#### Data in this exercise ####

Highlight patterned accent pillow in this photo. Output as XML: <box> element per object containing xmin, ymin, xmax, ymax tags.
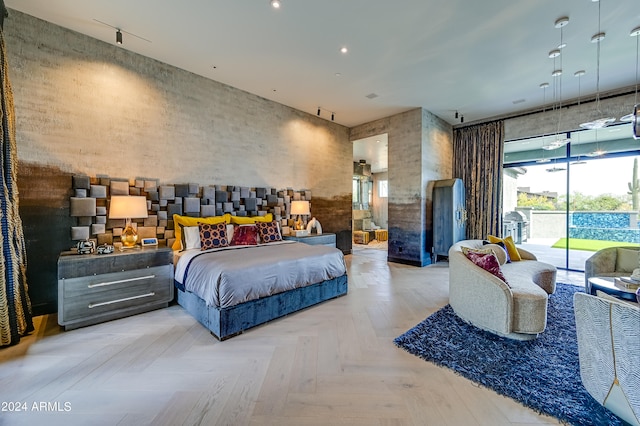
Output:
<box><xmin>256</xmin><ymin>220</ymin><xmax>282</xmax><ymax>243</ymax></box>
<box><xmin>198</xmin><ymin>222</ymin><xmax>229</xmax><ymax>250</ymax></box>
<box><xmin>482</xmin><ymin>240</ymin><xmax>511</xmax><ymax>265</ymax></box>
<box><xmin>231</xmin><ymin>225</ymin><xmax>258</xmax><ymax>246</ymax></box>
<box><xmin>466</xmin><ymin>251</ymin><xmax>509</xmax><ymax>286</ymax></box>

####

| What to work on |
Format every line of the data above as a JSON list of strings, with one string per line and blank lines skipped. Leave the pictures out.

| Expected answer |
[
  "Highlight patterned accent pillow in this photo. Output as XML: <box> element per object containing xmin, ymin, xmax, ymax tags.",
  "Output:",
  "<box><xmin>256</xmin><ymin>220</ymin><xmax>282</xmax><ymax>243</ymax></box>",
  "<box><xmin>198</xmin><ymin>222</ymin><xmax>229</xmax><ymax>250</ymax></box>",
  "<box><xmin>482</xmin><ymin>240</ymin><xmax>511</xmax><ymax>265</ymax></box>",
  "<box><xmin>231</xmin><ymin>225</ymin><xmax>258</xmax><ymax>246</ymax></box>",
  "<box><xmin>466</xmin><ymin>251</ymin><xmax>509</xmax><ymax>286</ymax></box>"
]